Description of the task => Please carry the excerpt on Vulkan pipeline libraries and synchronization forward from its last sentence.

Selected excerpt =>
------------

To build such pipeline parts/libraries, we use vkCreateGraphicsPipelines the usual way, except that we only provide the information relevant to the parts we are actually creating. We specify which ones these are explicitly, via a VkGraphicsPipelineLibraryCreateInfoEXT structure we store in VkGraphicsPipelineCreateInfo's pNext chain. Note that creating several parts in a single call does not link them together. If we want to be able to optimize the result of the linking operation for our pipeline parts later, we should ask Vulkan to keep additional information about all of them using the VK_PIPELINE_CREATE_RETAIN_LINK_TIME_OPTIMIZATION_INFO_BIT_EXT flag.
The graphics pipelines library extension deprecates vkCreateShaderModule. We should just pass our VkShaderModuleCreateInfo directly through VkPipelineShaderStageCreateInfo's pNext field instead.
To link all parts together, we use a VkPipelineLibraryCreateInfoKHR that we pass via VkGraphicsPipelineCreateInfo's pNext chain. We can (and usually should) enable the VK_PIPELINE_CREATE_LINK_TIME_OPTIMIZATION_BIT_EXT flag to ensure that Vulkan fully optimizes the resulting pipeline. Using an unoptimized pipeline while waiting for the optimized version of it to be ready makes sense in some contexts.
If two different pipeline parts access different sets, the compiler may end up doing funky descriptor sets aliasing as it does not have a global view. For instance, if the vertex and the fragment shader use distinct sets, the driver may only remember that the fragment shader uses one set and that the vertex fragment only uses one set as well. Critically, the fact that these sets are distinct can get lost along the way. We can use the VK_PIPELINE_LAYOUT_CREATE_INDEPENDENT_SETS_BIT_EXT flag for pipeline layouts to tell the compiler to be extra careful about this.
D. Synchronization
Modern Vulkan brings some quality of life features for synchronization. The new features are nice, but the changes are not that impactful for most engine designs. Everything described in the first two subsections (timeline semaphores and synchronization) is now part of Vulkan's core.
D.1. Timeline semaphores
Timeline semaphores are a generalization of semaphores (the GPU-GPU synchronization primitive) and of fences (the CPU-GPU synchronization primitive). Khronos provides both a sample and a blog post on this topic.
To create a timeline semaphore, we pass a VkSemaphoreTypeCreateInfo structure with field semaphoreType set to VK_SEMAPHORE_TYPE_TIMELINE via VkSemaphoreCreateInfo's pNext chain. Note that the type of timeline semaphores remains VkSemaphore.
Whereas plain semaphores were basically booleans, timeline semaphores carry a payload of type int64. We can pick the initial value of this payload at creation time (through VkSemaphoreTypeCreateInfo's initialValue field). We are only ever allowed to increase this value, and we use precise values to represent certain states, using an encoding of our own.

------------

Provided material =>

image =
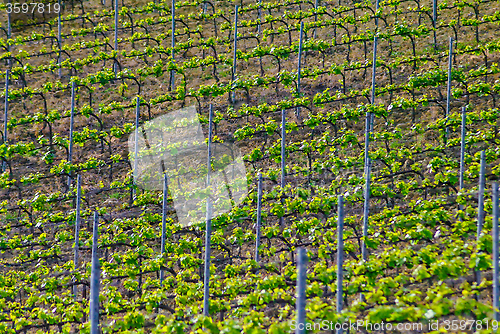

------------

Task response =>
We can interact with timeline semaphores from the GPU, using them as semaphores. We can wait for them to reach some value before starting a task, and set their value to something arbitrary once it has been completed. We do this by inserting a VkTimelineSemaphoreSubmitInfo structure in VkSubmitInfo's pNext chain. In this structure, we store a wait (respectively, signal) value for each wait (respectively, signal) semaphore that we pass to VkSubmitInfo (we must also store values for binary semaphores that way, though in practice we almost never mix timeline and binary semaphores; this is not a real issue). A wait finishes when the semaphore reaches the specified value (we must ensure that the value we wait for is smaller than the target's value at the point where the command executes).
We can also interact with timeline semaphores from the CPU, using them as fences. We wait on them using vkWaitSemaphores (see VkSemaphoreWaitInfo), and we signal them using vkSignalSemaphore (see VkSemaphoreSignalInfo). We can also just read the current value of a timeline semaphore using vkGetSemaphoreCounterValue.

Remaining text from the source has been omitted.